*** EXTRACT TO READ ***

Discovery: bacteria were breathing oxygen 1 billion years before the Great Oxidation 🫧

Microbial life on Earth still holds surprises. A recent study overturns our certainties about the emergence of oxygen respiration, revealing an adaptation much earlier than previously estimated.


This discovery is based on innovative genomic and geochemical analysis. It suggests that certain bacteria were already exploiting oxygen over 3 billion years ago, long before the Great Oxidation that transformed Earth's atmosphere.

Oxygen, an unexpected metabolic advantage

Until now, scientists believed that aerobic respiration (using oxygen as fuel) did not exist before the Great Oxidation, which occurred 2.4 billion years ago. The study demonstrates that ancestral bacteria were using this gas nearly a billion years earlier.

These pioneering microorganisms likely took advantage of local oxygenated niches, such as coastal areas or hydrothermal vents. Their ability to metabolize oxygen would have favored their survival and diversification.

This early adaptation challenges the classic timeline of microbial evolution. It indicates that oxygen, though scarce, already played a key role in certain ecosystems long before its atmospheric accumulation.

A revealing multidisciplinary methodology

The team combined genomics, machine learning, and geological data to trace the evolutionary history of bacteria. The analysis of 1,007 modern genomes helped identify transitions toward aerobic metabolism.

The results, published in Science, highlight at least three bacterial lineages that developed this capability before the Great Oxidation. Among them, the ancestor of cyanobacteria, whose photosynthesis later released atmospheric oxygen on a massive scale.

*** End of EXTRACT TO READ ***

▶ **TASKS TO CARRY OUT**:
A - According to the article on early oxygen-breathing bacteria, how many modern genomes did the team analyze?
B - Write what comes next in the article on early oxygen-breathing bacteria, picking up after its final sentence.

*** GIVEN DATA ***

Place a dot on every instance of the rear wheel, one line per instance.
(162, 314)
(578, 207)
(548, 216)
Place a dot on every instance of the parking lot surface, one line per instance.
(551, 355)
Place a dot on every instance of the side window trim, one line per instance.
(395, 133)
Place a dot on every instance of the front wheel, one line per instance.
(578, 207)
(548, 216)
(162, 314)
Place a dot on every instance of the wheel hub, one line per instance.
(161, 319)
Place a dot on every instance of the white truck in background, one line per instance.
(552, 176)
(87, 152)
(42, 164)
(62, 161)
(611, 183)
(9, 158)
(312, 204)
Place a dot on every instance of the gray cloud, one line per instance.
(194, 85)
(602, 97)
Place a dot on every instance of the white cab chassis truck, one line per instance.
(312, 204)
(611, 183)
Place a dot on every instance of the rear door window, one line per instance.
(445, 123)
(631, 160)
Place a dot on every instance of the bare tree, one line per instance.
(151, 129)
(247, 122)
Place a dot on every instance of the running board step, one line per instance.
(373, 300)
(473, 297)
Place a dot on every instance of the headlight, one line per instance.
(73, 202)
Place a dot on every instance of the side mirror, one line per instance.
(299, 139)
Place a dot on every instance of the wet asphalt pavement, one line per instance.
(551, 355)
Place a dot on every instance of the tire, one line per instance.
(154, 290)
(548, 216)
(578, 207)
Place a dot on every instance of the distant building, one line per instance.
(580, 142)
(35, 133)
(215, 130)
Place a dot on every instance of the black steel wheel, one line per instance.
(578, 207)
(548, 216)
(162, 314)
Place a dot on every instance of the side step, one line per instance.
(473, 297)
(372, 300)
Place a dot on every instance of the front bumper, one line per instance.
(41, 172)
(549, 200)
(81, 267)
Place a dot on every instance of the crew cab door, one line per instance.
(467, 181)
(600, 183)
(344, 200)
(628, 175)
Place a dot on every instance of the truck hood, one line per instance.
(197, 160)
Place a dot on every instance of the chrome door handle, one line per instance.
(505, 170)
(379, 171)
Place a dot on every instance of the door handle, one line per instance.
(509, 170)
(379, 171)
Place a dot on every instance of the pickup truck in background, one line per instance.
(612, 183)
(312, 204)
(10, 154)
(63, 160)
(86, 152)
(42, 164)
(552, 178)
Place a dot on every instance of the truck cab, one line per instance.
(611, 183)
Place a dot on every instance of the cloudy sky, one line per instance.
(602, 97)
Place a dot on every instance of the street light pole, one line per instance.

*** End of GIVEN DATA ***

▶ **YOUR RESPONSES**:
A - 1,007

B -
This approach opens new perspectives for studying other evolutionary traits.

Going further: What was the Great Oxidation?

This geochemical upheaval, which occurred approximately 2.4 billion years ago, corresponds to the first sustained accumulation of oxygen in Earth's atmosphere. Before this event, our planet was dominated by reducing environments, where oceanic iron and volcanic gases absorbed any trace of this gas.

The main trigger was the photosynthetic activity of cyanobacteria. These microorganisms produced oxygen as a metabolic byproduct, which first dissolved in the oceans before saturating geochemical reservoirs and escaping into the air. The red bands in iron formations testify to this gradual oxidation.

The consequences were dramatic for the primitive biosphere. Many anaerobic species, unable to tolerate this toxic gas, disappeared, while organisms capable of using it experienced an evolutionary explosion. This pivotal event paved the way for the emergence, billions of years later, of the complex life forms we know today.